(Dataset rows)
↓
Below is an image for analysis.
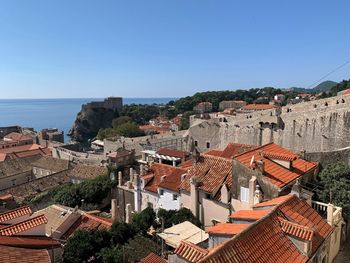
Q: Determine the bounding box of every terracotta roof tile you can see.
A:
[157,148,189,158]
[254,195,290,208]
[181,154,233,193]
[0,236,61,249]
[235,143,318,188]
[174,241,208,263]
[206,223,249,235]
[140,253,167,263]
[200,195,332,263]
[0,206,32,223]
[0,246,51,263]
[279,217,314,240]
[230,209,271,220]
[143,163,187,193]
[0,215,47,236]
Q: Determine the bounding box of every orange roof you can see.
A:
[279,218,314,241]
[174,240,208,263]
[0,246,51,263]
[4,132,33,141]
[207,223,249,235]
[157,148,189,158]
[178,159,193,169]
[143,163,187,193]
[205,150,223,157]
[0,215,47,236]
[242,104,276,110]
[181,154,233,193]
[235,143,318,188]
[63,212,112,238]
[140,252,167,263]
[199,195,332,263]
[230,210,271,220]
[254,195,290,208]
[0,236,61,249]
[0,206,32,223]
[221,143,257,159]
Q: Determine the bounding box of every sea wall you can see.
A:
[189,95,350,155]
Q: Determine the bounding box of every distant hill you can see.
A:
[288,80,338,94]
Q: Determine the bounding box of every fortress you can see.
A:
[81,97,123,111]
[188,95,350,153]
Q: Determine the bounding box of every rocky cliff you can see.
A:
[68,107,119,142]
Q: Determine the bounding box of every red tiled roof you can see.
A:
[174,240,208,263]
[206,223,249,235]
[262,151,298,161]
[0,206,32,223]
[0,215,47,236]
[0,236,61,249]
[230,210,271,220]
[0,246,51,263]
[157,148,188,158]
[178,159,193,169]
[205,150,223,157]
[200,195,332,263]
[279,217,314,241]
[4,132,33,141]
[254,195,290,208]
[181,154,233,193]
[242,104,276,110]
[140,253,167,263]
[143,163,187,193]
[235,143,318,188]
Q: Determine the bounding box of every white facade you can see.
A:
[158,188,180,210]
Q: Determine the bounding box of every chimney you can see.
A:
[118,171,123,187]
[129,167,134,182]
[111,199,118,222]
[291,178,302,198]
[140,164,145,176]
[190,176,198,217]
[249,176,256,207]
[254,184,263,205]
[255,160,265,174]
[327,203,334,226]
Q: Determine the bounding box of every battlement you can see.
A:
[82,97,123,111]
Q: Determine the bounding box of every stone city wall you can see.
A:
[189,95,350,155]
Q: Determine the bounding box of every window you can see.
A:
[241,186,249,203]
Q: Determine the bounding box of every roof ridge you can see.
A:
[233,142,275,159]
[0,215,48,236]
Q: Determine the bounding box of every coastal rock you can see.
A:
[68,98,122,142]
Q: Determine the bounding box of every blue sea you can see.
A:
[0,98,175,142]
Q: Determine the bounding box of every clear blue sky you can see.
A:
[0,0,350,98]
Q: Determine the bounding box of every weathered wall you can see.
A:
[189,95,350,155]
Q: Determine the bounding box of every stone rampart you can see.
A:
[189,95,350,155]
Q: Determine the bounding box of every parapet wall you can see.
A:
[82,97,123,111]
[189,95,350,155]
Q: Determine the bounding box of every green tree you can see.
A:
[63,230,110,263]
[317,162,350,219]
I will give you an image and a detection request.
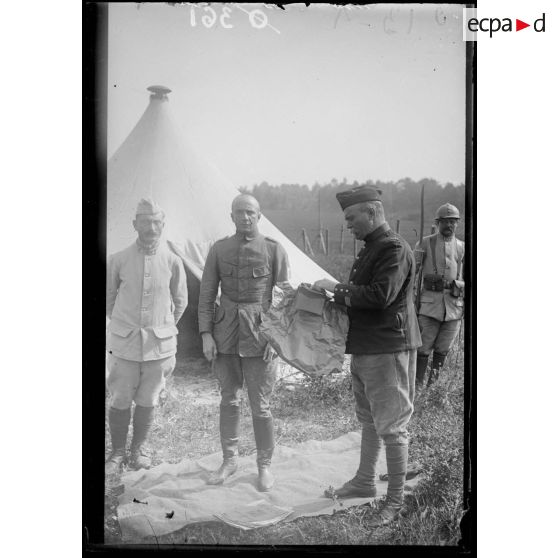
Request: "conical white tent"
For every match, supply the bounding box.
[107,86,331,356]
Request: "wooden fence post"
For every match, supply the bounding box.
[302,229,314,256]
[318,229,327,254]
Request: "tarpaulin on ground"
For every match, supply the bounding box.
[118,432,424,543]
[260,284,349,376]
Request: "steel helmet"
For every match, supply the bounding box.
[436,203,460,219]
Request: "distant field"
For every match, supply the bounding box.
[264,209,431,254]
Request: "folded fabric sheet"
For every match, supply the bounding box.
[259,283,349,376]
↑
# Exercise task
Copy the dataset rows above line for line, omitting the pictures.

# Exercise response
Below is an image for analysis.
Q: Determine the bounding box of every terracotta roof tile you can see.
A:
[157,148,189,158]
[254,195,290,208]
[181,154,233,193]
[0,236,61,249]
[235,143,318,188]
[174,241,208,263]
[206,223,249,235]
[140,253,167,263]
[200,195,332,263]
[0,206,32,223]
[0,246,51,263]
[279,217,314,240]
[230,209,271,220]
[143,163,187,193]
[0,215,47,236]
Q: Determine the bounding box of every orange roof you can see.
A:
[279,218,314,241]
[174,240,208,263]
[0,246,51,263]
[4,132,33,141]
[207,223,249,235]
[157,148,189,158]
[178,159,193,169]
[143,163,187,193]
[205,150,223,157]
[0,215,47,236]
[242,104,276,110]
[181,154,233,193]
[235,143,318,188]
[63,212,112,238]
[140,252,167,263]
[199,195,332,263]
[230,210,271,220]
[254,195,290,208]
[0,236,61,249]
[0,206,32,223]
[221,143,257,159]
Q: Determine the bounding box of every sea wall you can see.
A:
[189,95,350,155]
Q: Determine the bounding box of every distant hill you can see.
A:
[288,80,338,94]
Q: Determine the bounding box of every fortress you can see.
A:
[81,97,123,111]
[188,95,350,153]
Q: Determine the bounding box of every rocky cliff you can see.
A:
[68,107,119,142]
Q: Determine the bounding box of every red tiled roof you can see.
A:
[174,240,208,263]
[206,223,249,235]
[262,151,298,161]
[0,206,32,223]
[0,215,47,236]
[0,236,61,249]
[230,210,271,220]
[0,246,51,263]
[157,148,188,158]
[178,159,193,169]
[205,150,223,157]
[200,195,332,263]
[279,217,314,241]
[4,132,33,141]
[254,195,290,208]
[181,154,233,193]
[242,104,276,110]
[140,253,167,263]
[143,163,187,193]
[235,143,318,188]
Q: Determine the bounding box of every white facade you can see.
A:
[158,188,180,210]
Q: Determine the bounding box of every chimney you can see.
A:
[118,171,123,187]
[129,167,134,182]
[111,199,118,222]
[291,178,302,198]
[140,164,145,176]
[190,176,198,217]
[249,176,256,207]
[254,184,263,205]
[255,160,265,174]
[327,203,334,226]
Q: Determine the bounding box of every battlement you can see.
A:
[82,97,123,111]
Q: Determine the bounding box of every stone city wall you can see.
A:
[189,95,350,155]
Q: Determine the bounding box of every window you can see.
A:
[241,186,249,203]
Q: Determine the bounding box of every roof ridge you can see.
A:
[233,142,275,159]
[0,215,48,236]
Q: Determine the bounding box of every coastal rock you can see.
A:
[68,98,122,142]
Q: Determine the bounding box of every blue sea you can see.
A:
[0,98,175,142]
Q: Determine the bounding box of every clear blue sky you can see.
A:
[0,0,350,98]
Q: Determine the bounding box of every weathered wall you can see.
A:
[189,95,350,155]
Q: Determine the bounding box of every stone rampart you can see.
A:
[189,95,350,155]
Q: Determine the bounding box of every parapet wall you can see.
A:
[82,97,123,111]
[189,95,350,155]
Q: Determine the bounding box of every green tree you can see.
A:
[63,230,110,263]
[317,162,350,219]
I will give you an image and a detection request.
Request: "conical white tent"
For every match, supply the bounding box.
[107,86,331,356]
Request: "wooden fence post"
For every match, supply the bounding box.
[302,229,314,256]
[318,229,327,254]
Request: "tarpaulin on ground"
For every match, supply the bounding box.
[118,432,424,543]
[260,284,349,376]
Request: "steel helmet"
For every match, supply the bounding box.
[436,203,460,219]
Request: "distant field"
For every match, supply the bounding box.
[264,209,431,254]
Request: "folded fabric sheet"
For every match, supply the bounding box.
[259,283,349,376]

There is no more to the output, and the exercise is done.